---- PAGE EXCERPT

Friday, December 5, 2014

Call Me Ishmael

You magnificent bastards.

I asked for 40 books and you gave me 60 (and counting!)  True, many of you gave me multiple books, but each pick counted. Some of you sent me private messages, warning me about content, or sharing why you want me to read a particular book. Others wrote me lovely letters. One of you even got me a copy of the book, personally inscribed by both the author and the person about whom the book was written. That person gets a double gold star.

Out of the 60 books on the list, I already own 22. Out of those 22, I have only read 16. One book showed up via Amazon (thanks beloved BIL). One showed up mysteriously in the back of my car and three need to be returned to their owner when I’m done. Thanks to a wicked pre-Christmas sale, another 17 are on their way via Better World Books, an online used book store that donates one book for every book bought. (I haven’t told my husband about that box yet. Here’s to hoping he doesn’t notice it among all the other deliveries this time of year. In my defense, each book was only $2.50.) I’ll pick up the rest as the months roll along.   

Many of you worried that I was too well read to have missed your favorite tome, but I assure you that the breadth and depth of my reading have been greatly exaggerated. I don’t read half as much as I’d like to nor half as much as you would expect me to. All of that is about to change.

I have to applaud you all on your choices. I will be reading Russian lit for the first time, after successfully avoiding it my entire life. I will be enjoying the history of the flu epidemic, after which I will need a chemical bath and a treatise on bee keeping, after which I’ll need some tea with honey.  I will get to learn about, in depth and in great detail, the lives of Abraham Lincoln, Ozzy Osborne, and Anthony Kiedis, an odd mix of individuals I wouldn’t think to invite to a dinner party. I’ll delve into fiction, non-fiction, history and self-help, children’s books and comic books, sci-fi and fantasy, and go both into thin air and into the wild. I’m almost dizzy with the thought of all the places I’ll go and all the people I’ll meet.

--------
---- EXTRACTED RECORDS

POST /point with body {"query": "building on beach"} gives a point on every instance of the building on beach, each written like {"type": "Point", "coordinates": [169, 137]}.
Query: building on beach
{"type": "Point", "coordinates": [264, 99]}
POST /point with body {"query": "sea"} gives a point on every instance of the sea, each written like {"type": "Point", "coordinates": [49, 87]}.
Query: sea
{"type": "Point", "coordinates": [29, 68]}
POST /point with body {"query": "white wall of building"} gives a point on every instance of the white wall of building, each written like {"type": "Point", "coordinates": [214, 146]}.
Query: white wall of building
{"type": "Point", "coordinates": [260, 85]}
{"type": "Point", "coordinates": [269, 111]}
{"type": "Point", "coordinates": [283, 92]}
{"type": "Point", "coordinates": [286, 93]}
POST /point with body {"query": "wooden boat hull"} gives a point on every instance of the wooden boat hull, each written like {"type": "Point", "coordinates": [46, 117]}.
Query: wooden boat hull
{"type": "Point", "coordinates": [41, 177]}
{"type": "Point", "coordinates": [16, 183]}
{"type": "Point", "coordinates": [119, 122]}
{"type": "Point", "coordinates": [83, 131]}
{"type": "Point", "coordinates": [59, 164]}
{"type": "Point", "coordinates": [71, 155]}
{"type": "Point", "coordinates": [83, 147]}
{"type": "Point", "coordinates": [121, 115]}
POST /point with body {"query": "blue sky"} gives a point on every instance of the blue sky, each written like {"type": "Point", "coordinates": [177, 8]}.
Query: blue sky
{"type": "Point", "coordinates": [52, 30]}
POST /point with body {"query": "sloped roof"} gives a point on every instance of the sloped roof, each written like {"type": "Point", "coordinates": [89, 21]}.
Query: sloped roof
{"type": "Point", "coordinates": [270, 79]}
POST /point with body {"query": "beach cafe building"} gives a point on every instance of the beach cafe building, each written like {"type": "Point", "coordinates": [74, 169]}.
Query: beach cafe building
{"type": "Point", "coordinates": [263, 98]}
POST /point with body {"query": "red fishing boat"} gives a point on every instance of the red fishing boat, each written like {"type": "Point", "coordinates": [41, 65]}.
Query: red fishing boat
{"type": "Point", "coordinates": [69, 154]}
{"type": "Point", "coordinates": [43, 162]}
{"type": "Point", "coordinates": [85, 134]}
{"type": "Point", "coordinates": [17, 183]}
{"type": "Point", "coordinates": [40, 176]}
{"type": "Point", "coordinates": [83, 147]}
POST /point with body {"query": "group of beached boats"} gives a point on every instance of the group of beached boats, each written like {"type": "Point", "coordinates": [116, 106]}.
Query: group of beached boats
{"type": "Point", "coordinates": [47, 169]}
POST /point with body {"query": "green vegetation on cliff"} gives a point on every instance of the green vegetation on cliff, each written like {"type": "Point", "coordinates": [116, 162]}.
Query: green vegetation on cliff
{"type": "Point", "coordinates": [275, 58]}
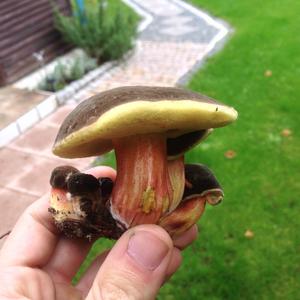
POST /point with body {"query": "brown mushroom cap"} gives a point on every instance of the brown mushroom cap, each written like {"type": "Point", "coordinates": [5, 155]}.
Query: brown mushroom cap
{"type": "Point", "coordinates": [89, 129]}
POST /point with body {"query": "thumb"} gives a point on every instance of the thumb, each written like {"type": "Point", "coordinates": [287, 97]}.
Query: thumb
{"type": "Point", "coordinates": [136, 267]}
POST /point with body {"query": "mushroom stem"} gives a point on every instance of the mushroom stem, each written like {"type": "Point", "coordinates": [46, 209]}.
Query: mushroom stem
{"type": "Point", "coordinates": [143, 190]}
{"type": "Point", "coordinates": [184, 216]}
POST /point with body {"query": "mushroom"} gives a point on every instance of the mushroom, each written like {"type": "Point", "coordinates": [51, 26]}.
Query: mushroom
{"type": "Point", "coordinates": [150, 129]}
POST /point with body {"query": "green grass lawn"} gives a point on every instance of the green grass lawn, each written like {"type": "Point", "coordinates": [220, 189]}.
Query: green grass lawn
{"type": "Point", "coordinates": [262, 182]}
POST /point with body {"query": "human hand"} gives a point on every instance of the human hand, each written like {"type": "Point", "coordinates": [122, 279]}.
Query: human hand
{"type": "Point", "coordinates": [36, 262]}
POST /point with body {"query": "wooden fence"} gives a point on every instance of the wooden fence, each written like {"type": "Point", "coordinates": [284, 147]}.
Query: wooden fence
{"type": "Point", "coordinates": [26, 27]}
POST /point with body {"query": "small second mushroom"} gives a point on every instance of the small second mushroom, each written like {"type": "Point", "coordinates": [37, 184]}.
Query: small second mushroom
{"type": "Point", "coordinates": [150, 129]}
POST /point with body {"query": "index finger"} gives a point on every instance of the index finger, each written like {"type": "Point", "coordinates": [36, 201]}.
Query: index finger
{"type": "Point", "coordinates": [34, 238]}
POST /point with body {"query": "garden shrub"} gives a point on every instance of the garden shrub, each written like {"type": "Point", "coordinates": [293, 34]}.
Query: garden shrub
{"type": "Point", "coordinates": [105, 30]}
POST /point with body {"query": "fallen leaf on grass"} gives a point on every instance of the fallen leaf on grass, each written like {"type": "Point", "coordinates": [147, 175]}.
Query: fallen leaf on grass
{"type": "Point", "coordinates": [249, 234]}
{"type": "Point", "coordinates": [268, 73]}
{"type": "Point", "coordinates": [286, 132]}
{"type": "Point", "coordinates": [230, 154]}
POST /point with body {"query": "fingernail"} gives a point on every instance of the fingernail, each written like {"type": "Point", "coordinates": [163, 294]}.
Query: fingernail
{"type": "Point", "coordinates": [147, 250]}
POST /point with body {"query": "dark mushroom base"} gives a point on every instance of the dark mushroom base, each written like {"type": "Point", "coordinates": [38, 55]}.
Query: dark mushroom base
{"type": "Point", "coordinates": [81, 204]}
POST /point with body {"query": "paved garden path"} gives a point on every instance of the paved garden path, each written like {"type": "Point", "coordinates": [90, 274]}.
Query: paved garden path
{"type": "Point", "coordinates": [173, 40]}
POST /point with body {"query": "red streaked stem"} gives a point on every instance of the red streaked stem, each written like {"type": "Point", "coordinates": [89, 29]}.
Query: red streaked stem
{"type": "Point", "coordinates": [177, 177]}
{"type": "Point", "coordinates": [184, 216]}
{"type": "Point", "coordinates": [143, 189]}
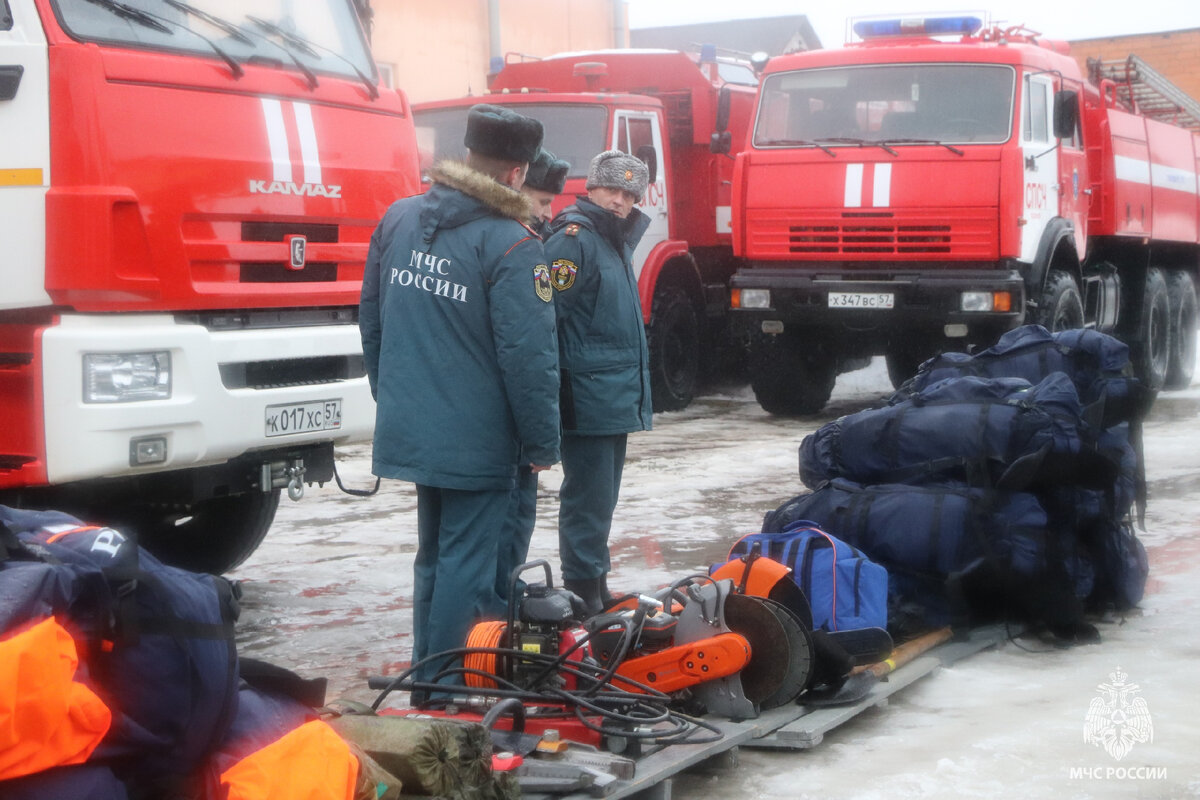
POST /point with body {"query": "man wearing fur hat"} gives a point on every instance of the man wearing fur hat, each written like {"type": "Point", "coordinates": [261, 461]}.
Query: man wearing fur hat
{"type": "Point", "coordinates": [605, 364]}
{"type": "Point", "coordinates": [544, 181]}
{"type": "Point", "coordinates": [460, 347]}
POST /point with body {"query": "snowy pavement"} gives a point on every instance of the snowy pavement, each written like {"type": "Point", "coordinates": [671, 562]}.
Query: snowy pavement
{"type": "Point", "coordinates": [329, 593]}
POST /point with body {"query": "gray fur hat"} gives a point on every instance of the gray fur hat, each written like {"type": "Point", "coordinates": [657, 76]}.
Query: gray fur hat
{"type": "Point", "coordinates": [547, 173]}
{"type": "Point", "coordinates": [617, 169]}
{"type": "Point", "coordinates": [502, 133]}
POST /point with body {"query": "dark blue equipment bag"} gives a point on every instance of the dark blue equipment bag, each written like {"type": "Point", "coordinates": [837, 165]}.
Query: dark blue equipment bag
{"type": "Point", "coordinates": [991, 432]}
{"type": "Point", "coordinates": [157, 641]}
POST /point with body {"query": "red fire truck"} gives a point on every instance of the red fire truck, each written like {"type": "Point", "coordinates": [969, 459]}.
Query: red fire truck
{"type": "Point", "coordinates": [910, 193]}
{"type": "Point", "coordinates": [672, 109]}
{"type": "Point", "coordinates": [186, 199]}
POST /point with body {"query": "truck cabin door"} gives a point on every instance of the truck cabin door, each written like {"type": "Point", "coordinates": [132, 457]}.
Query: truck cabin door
{"type": "Point", "coordinates": [25, 163]}
{"type": "Point", "coordinates": [1074, 198]}
{"type": "Point", "coordinates": [640, 133]}
{"type": "Point", "coordinates": [1039, 203]}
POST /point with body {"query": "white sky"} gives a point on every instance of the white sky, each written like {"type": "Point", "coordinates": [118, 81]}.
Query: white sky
{"type": "Point", "coordinates": [1061, 19]}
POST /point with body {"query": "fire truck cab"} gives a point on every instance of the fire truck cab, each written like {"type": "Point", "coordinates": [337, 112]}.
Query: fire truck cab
{"type": "Point", "coordinates": [907, 194]}
{"type": "Point", "coordinates": [187, 193]}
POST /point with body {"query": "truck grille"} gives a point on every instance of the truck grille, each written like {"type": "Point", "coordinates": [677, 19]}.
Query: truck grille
{"type": "Point", "coordinates": [292, 372]}
{"type": "Point", "coordinates": [876, 234]}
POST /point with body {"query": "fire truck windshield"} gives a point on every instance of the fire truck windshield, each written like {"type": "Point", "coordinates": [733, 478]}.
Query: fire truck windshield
{"type": "Point", "coordinates": [901, 104]}
{"type": "Point", "coordinates": [313, 35]}
{"type": "Point", "coordinates": [573, 132]}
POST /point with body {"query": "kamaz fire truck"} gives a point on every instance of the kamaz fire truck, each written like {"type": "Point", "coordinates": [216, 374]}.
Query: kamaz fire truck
{"type": "Point", "coordinates": [907, 194]}
{"type": "Point", "coordinates": [187, 192]}
{"type": "Point", "coordinates": [681, 113]}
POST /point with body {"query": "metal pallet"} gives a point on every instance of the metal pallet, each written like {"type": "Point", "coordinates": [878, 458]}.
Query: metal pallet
{"type": "Point", "coordinates": [792, 727]}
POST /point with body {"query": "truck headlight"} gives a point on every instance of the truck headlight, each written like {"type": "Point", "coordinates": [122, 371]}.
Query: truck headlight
{"type": "Point", "coordinates": [126, 377]}
{"type": "Point", "coordinates": [751, 299]}
{"type": "Point", "coordinates": [1000, 301]}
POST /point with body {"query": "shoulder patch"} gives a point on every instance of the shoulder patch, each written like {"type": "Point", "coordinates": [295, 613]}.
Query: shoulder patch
{"type": "Point", "coordinates": [541, 283]}
{"type": "Point", "coordinates": [563, 274]}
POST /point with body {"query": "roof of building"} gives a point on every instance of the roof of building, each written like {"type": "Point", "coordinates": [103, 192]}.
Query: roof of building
{"type": "Point", "coordinates": [773, 35]}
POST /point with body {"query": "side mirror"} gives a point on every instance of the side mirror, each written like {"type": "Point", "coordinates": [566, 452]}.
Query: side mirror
{"type": "Point", "coordinates": [723, 109]}
{"type": "Point", "coordinates": [651, 156]}
{"type": "Point", "coordinates": [1066, 113]}
{"type": "Point", "coordinates": [721, 143]}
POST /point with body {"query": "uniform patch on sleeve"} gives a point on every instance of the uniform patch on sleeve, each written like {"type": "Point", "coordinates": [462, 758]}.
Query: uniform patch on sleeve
{"type": "Point", "coordinates": [564, 274]}
{"type": "Point", "coordinates": [541, 283]}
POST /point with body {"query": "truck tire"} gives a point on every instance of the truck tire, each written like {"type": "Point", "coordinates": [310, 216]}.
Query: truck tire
{"type": "Point", "coordinates": [213, 535]}
{"type": "Point", "coordinates": [1061, 307]}
{"type": "Point", "coordinates": [1181, 295]}
{"type": "Point", "coordinates": [673, 340]}
{"type": "Point", "coordinates": [789, 379]}
{"type": "Point", "coordinates": [904, 362]}
{"type": "Point", "coordinates": [1152, 352]}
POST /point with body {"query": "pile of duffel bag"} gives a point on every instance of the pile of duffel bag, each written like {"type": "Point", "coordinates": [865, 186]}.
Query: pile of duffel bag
{"type": "Point", "coordinates": [120, 680]}
{"type": "Point", "coordinates": [996, 485]}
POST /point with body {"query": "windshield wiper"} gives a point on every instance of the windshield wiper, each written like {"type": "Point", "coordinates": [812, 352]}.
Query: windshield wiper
{"type": "Point", "coordinates": [802, 143]}
{"type": "Point", "coordinates": [310, 48]}
{"type": "Point", "coordinates": [232, 30]}
{"type": "Point", "coordinates": [861, 143]}
{"type": "Point", "coordinates": [133, 14]}
{"type": "Point", "coordinates": [948, 146]}
{"type": "Point", "coordinates": [310, 76]}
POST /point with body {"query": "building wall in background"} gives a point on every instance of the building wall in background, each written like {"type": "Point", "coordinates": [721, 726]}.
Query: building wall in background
{"type": "Point", "coordinates": [1171, 53]}
{"type": "Point", "coordinates": [441, 49]}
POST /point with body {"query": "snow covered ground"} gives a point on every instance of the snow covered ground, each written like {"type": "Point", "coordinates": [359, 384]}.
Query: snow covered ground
{"type": "Point", "coordinates": [329, 594]}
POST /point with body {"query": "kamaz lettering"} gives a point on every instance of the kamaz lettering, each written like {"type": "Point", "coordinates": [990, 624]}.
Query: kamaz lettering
{"type": "Point", "coordinates": [301, 190]}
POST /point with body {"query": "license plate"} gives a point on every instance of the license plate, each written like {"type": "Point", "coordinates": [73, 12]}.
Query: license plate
{"type": "Point", "coordinates": [862, 300]}
{"type": "Point", "coordinates": [304, 417]}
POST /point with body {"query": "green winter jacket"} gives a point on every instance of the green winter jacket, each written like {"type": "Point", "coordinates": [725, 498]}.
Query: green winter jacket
{"type": "Point", "coordinates": [457, 328]}
{"type": "Point", "coordinates": [601, 338]}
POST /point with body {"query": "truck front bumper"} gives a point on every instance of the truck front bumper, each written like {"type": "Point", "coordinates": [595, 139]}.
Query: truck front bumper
{"type": "Point", "coordinates": [894, 304]}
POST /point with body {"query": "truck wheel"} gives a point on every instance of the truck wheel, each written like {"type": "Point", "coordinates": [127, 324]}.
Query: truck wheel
{"type": "Point", "coordinates": [1061, 307]}
{"type": "Point", "coordinates": [787, 380]}
{"type": "Point", "coordinates": [673, 340]}
{"type": "Point", "coordinates": [211, 535]}
{"type": "Point", "coordinates": [1152, 352]}
{"type": "Point", "coordinates": [903, 365]}
{"type": "Point", "coordinates": [1181, 295]}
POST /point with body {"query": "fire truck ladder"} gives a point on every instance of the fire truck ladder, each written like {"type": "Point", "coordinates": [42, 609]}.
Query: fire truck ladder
{"type": "Point", "coordinates": [1146, 91]}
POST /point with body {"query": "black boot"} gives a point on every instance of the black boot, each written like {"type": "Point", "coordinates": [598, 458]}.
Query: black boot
{"type": "Point", "coordinates": [606, 596]}
{"type": "Point", "coordinates": [588, 590]}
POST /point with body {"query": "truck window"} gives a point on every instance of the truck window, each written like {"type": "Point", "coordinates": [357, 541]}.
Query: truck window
{"type": "Point", "coordinates": [324, 35]}
{"type": "Point", "coordinates": [574, 133]}
{"type": "Point", "coordinates": [636, 133]}
{"type": "Point", "coordinates": [1035, 110]}
{"type": "Point", "coordinates": [954, 103]}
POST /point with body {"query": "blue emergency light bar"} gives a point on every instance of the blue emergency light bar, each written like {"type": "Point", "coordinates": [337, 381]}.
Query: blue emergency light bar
{"type": "Point", "coordinates": [918, 26]}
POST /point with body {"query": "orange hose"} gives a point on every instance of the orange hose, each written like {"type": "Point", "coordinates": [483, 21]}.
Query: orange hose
{"type": "Point", "coordinates": [484, 635]}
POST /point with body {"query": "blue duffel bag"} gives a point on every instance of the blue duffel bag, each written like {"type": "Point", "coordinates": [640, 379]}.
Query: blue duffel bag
{"type": "Point", "coordinates": [845, 589]}
{"type": "Point", "coordinates": [955, 553]}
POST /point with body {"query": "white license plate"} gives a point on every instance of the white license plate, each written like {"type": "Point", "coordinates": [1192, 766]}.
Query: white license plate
{"type": "Point", "coordinates": [304, 417]}
{"type": "Point", "coordinates": [862, 300]}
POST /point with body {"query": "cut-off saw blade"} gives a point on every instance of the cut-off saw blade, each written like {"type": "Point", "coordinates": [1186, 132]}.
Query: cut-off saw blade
{"type": "Point", "coordinates": [773, 669]}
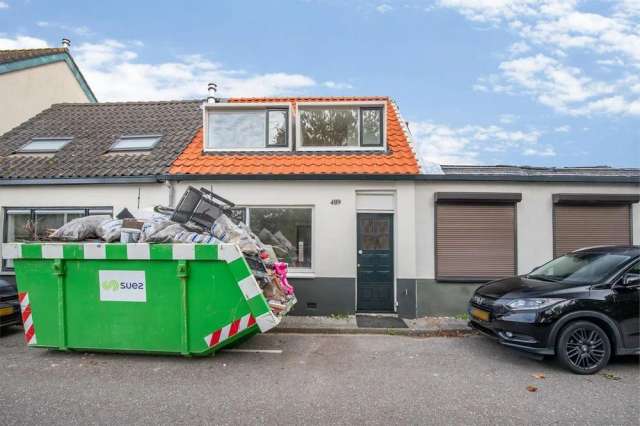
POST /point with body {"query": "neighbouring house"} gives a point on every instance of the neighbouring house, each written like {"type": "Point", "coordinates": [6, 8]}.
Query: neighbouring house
{"type": "Point", "coordinates": [333, 183]}
{"type": "Point", "coordinates": [34, 79]}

--------

**TASK INSTRUCTIONS**
A: List every kind of book the blog post says the writer will delve into.
B: Quote the blog post between "I asked for" and "double gold star.", inclusive.

**OUTPUTS BY TASK**
A: fiction, non-fiction, history, self-help, children's books, comic books, sci-fi, fantasy

B:
I asked for 40 books and you gave me 60 (and counting!)  True, many of you gave me multiple books, but each pick counted. Some of you sent me private messages, warning me about content, or sharing why you want me to read a particular book. Others wrote me lovely letters. One of you even got me a copy of the book, personally inscribed by both the author and the person about whom the book was written. That person gets a double gold star.